## What is required
What is the number of lines below that contain the string "taxi"? Give it and nothing else.

## Extracted records
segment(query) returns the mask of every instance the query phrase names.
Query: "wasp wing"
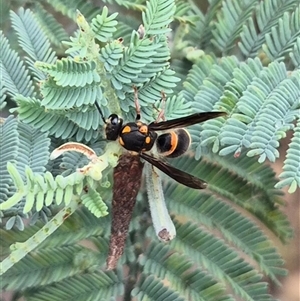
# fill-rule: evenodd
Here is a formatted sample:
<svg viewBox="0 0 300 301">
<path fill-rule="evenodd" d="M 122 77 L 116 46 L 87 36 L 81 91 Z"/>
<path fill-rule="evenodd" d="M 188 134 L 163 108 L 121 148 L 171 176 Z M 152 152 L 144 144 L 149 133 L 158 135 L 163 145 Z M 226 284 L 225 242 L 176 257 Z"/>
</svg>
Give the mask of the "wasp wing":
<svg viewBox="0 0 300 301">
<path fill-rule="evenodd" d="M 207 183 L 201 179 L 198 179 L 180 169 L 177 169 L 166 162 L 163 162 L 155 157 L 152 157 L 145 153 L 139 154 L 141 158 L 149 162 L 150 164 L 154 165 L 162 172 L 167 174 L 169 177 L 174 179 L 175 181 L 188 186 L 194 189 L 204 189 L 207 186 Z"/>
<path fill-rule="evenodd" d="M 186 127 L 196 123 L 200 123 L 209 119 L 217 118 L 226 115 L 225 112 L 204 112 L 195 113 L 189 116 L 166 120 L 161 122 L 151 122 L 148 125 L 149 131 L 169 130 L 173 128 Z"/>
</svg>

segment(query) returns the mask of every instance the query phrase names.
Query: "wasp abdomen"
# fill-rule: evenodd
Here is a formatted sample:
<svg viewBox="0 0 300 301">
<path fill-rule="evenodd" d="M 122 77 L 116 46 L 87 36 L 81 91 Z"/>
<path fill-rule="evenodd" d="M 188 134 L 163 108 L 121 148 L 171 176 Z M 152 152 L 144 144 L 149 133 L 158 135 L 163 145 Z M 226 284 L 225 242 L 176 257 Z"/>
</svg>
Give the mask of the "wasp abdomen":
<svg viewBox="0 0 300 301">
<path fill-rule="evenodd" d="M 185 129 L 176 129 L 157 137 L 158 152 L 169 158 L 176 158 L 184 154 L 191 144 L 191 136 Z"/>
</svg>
* * *
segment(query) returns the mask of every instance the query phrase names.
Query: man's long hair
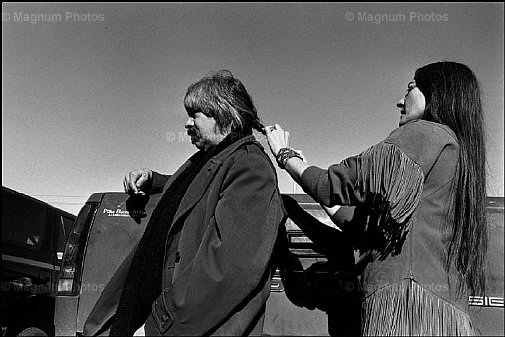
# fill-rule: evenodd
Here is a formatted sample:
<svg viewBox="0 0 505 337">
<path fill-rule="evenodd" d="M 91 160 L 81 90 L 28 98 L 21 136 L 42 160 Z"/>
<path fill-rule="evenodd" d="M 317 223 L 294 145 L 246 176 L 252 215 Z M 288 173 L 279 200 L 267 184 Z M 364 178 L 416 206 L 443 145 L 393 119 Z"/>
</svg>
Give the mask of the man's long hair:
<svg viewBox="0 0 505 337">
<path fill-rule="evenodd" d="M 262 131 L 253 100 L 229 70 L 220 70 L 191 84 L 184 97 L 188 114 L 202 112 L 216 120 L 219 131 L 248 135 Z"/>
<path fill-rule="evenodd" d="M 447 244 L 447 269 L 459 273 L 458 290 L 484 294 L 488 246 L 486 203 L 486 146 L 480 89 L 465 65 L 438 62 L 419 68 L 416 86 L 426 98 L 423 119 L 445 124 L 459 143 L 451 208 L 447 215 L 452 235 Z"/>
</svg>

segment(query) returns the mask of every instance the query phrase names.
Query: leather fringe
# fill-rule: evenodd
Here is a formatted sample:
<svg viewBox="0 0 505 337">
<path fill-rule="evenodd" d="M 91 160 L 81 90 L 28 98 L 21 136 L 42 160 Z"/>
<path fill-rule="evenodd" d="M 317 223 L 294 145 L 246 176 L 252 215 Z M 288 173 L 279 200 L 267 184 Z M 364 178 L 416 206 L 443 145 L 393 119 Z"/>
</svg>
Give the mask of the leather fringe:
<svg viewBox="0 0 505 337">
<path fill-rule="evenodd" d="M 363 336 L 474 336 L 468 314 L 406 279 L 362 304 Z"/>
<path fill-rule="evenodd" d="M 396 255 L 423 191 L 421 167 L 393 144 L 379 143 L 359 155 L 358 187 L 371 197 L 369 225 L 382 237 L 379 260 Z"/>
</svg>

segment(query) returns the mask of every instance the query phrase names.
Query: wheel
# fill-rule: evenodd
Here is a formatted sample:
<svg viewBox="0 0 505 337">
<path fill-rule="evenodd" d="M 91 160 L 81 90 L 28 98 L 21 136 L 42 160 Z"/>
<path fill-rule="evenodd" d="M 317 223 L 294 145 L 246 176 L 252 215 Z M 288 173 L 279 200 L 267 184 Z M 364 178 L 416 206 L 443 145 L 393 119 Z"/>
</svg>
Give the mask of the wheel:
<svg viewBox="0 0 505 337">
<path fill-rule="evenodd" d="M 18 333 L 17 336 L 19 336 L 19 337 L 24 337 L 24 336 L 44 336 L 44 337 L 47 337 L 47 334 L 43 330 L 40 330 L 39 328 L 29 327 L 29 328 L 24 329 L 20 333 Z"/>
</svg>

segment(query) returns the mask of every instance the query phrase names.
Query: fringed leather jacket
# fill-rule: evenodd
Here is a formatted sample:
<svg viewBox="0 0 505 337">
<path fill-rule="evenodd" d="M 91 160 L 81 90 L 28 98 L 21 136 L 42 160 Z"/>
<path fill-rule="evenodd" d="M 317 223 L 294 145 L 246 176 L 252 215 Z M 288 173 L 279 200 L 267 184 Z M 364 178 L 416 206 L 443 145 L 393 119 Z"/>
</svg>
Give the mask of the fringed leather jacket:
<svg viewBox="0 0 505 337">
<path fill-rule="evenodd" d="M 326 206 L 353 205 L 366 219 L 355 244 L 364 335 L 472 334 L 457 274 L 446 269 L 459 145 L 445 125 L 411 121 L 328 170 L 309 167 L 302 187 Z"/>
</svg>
---
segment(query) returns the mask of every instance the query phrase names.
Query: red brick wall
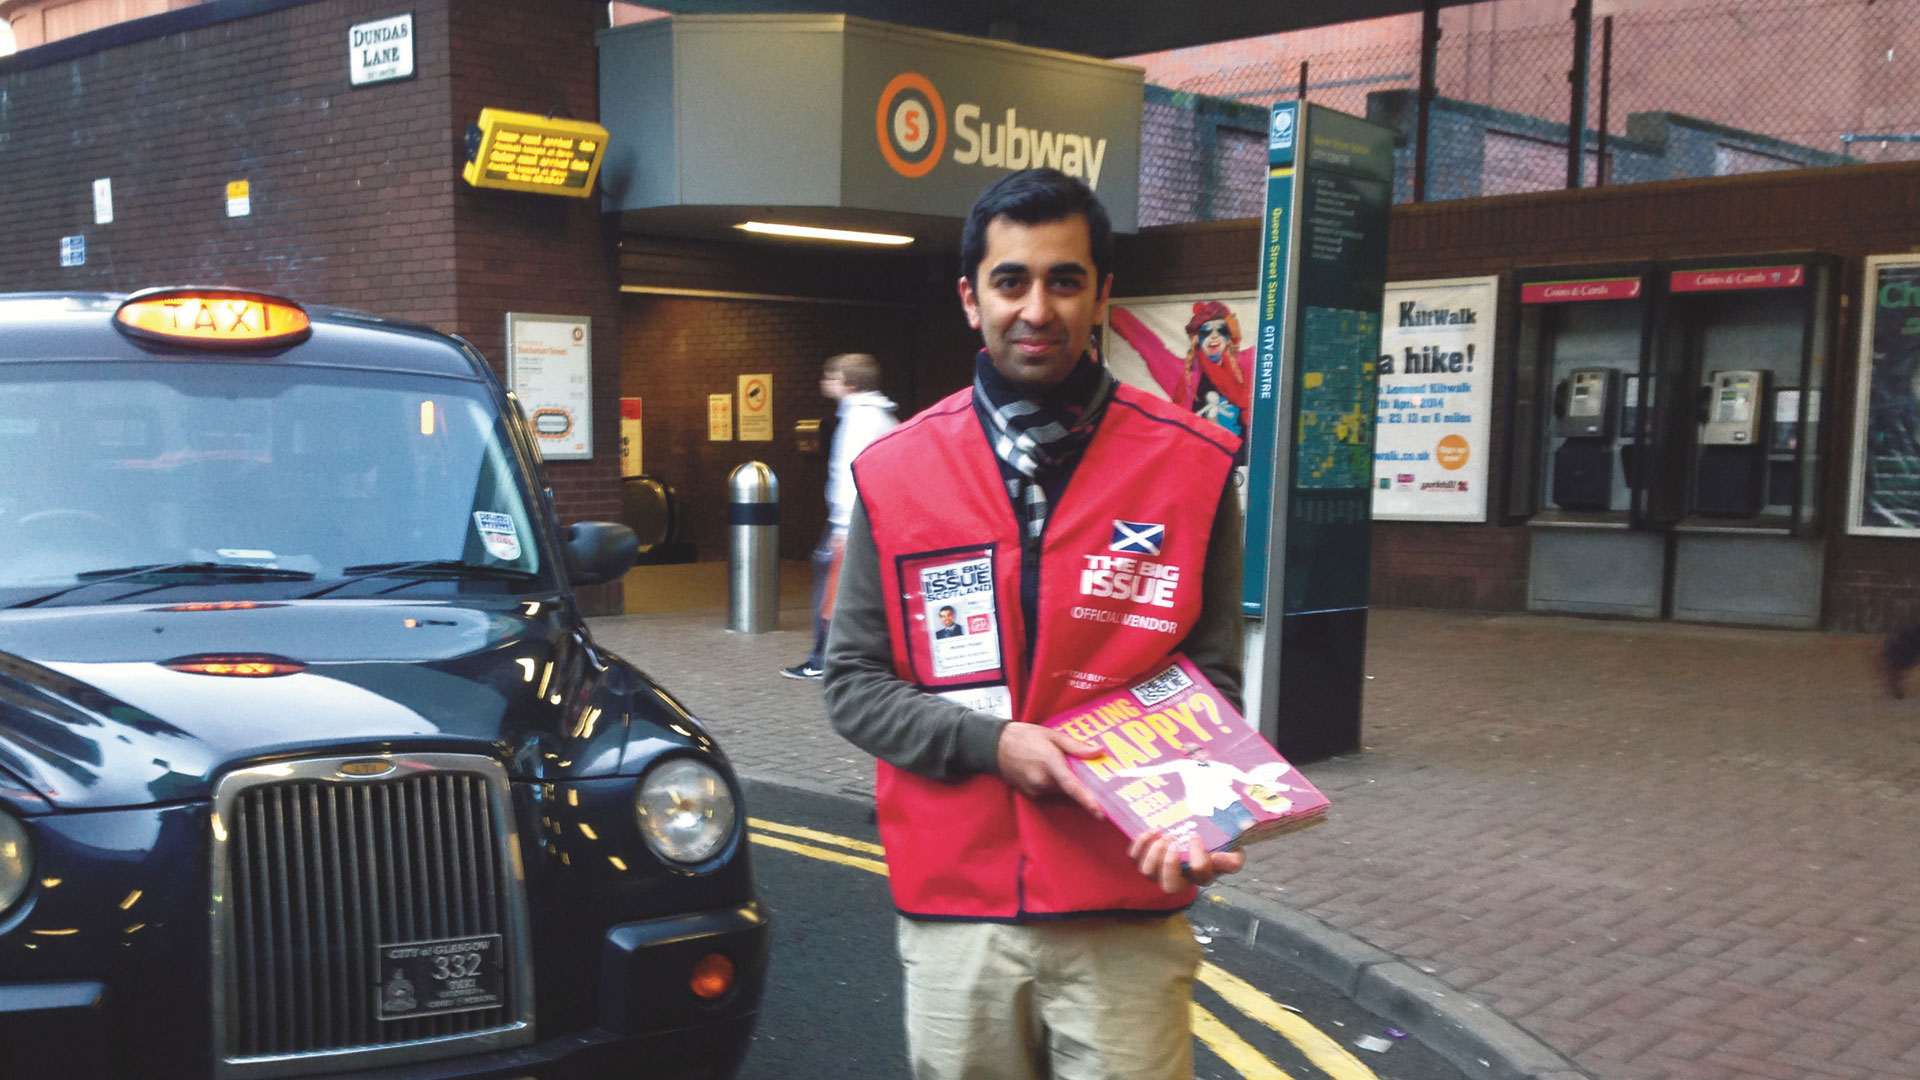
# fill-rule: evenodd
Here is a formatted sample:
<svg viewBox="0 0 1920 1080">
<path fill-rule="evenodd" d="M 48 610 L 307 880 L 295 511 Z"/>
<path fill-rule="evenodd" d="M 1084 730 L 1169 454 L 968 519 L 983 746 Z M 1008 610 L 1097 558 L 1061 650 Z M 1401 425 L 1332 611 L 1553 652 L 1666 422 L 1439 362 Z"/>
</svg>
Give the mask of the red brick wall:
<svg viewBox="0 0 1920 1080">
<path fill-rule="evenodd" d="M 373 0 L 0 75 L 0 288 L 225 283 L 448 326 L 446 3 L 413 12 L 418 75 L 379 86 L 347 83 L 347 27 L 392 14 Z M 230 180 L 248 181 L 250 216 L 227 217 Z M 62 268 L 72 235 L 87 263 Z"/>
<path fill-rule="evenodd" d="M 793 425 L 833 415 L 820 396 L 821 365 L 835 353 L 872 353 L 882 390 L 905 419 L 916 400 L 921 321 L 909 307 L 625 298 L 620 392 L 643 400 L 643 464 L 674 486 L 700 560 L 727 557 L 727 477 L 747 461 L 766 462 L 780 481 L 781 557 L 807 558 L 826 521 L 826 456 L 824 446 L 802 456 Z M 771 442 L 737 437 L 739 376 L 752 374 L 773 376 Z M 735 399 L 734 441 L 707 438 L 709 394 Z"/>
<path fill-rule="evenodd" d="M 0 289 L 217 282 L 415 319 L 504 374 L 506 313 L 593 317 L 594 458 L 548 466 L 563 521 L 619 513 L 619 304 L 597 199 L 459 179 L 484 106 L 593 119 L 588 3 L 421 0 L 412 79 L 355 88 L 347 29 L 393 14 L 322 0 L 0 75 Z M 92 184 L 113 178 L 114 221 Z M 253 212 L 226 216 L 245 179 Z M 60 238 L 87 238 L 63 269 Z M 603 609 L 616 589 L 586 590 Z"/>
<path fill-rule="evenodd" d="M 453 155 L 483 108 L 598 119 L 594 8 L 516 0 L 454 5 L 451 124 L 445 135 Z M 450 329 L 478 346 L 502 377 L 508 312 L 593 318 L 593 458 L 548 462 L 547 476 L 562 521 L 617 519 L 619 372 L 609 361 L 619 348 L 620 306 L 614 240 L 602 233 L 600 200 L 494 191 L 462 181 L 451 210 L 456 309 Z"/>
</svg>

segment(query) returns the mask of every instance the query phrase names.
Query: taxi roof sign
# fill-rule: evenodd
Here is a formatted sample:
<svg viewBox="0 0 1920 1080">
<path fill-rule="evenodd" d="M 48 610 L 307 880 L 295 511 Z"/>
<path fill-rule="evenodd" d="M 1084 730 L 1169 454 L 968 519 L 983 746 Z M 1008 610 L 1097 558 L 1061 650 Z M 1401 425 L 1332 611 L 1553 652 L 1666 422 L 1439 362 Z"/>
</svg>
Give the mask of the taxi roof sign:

## Written solution
2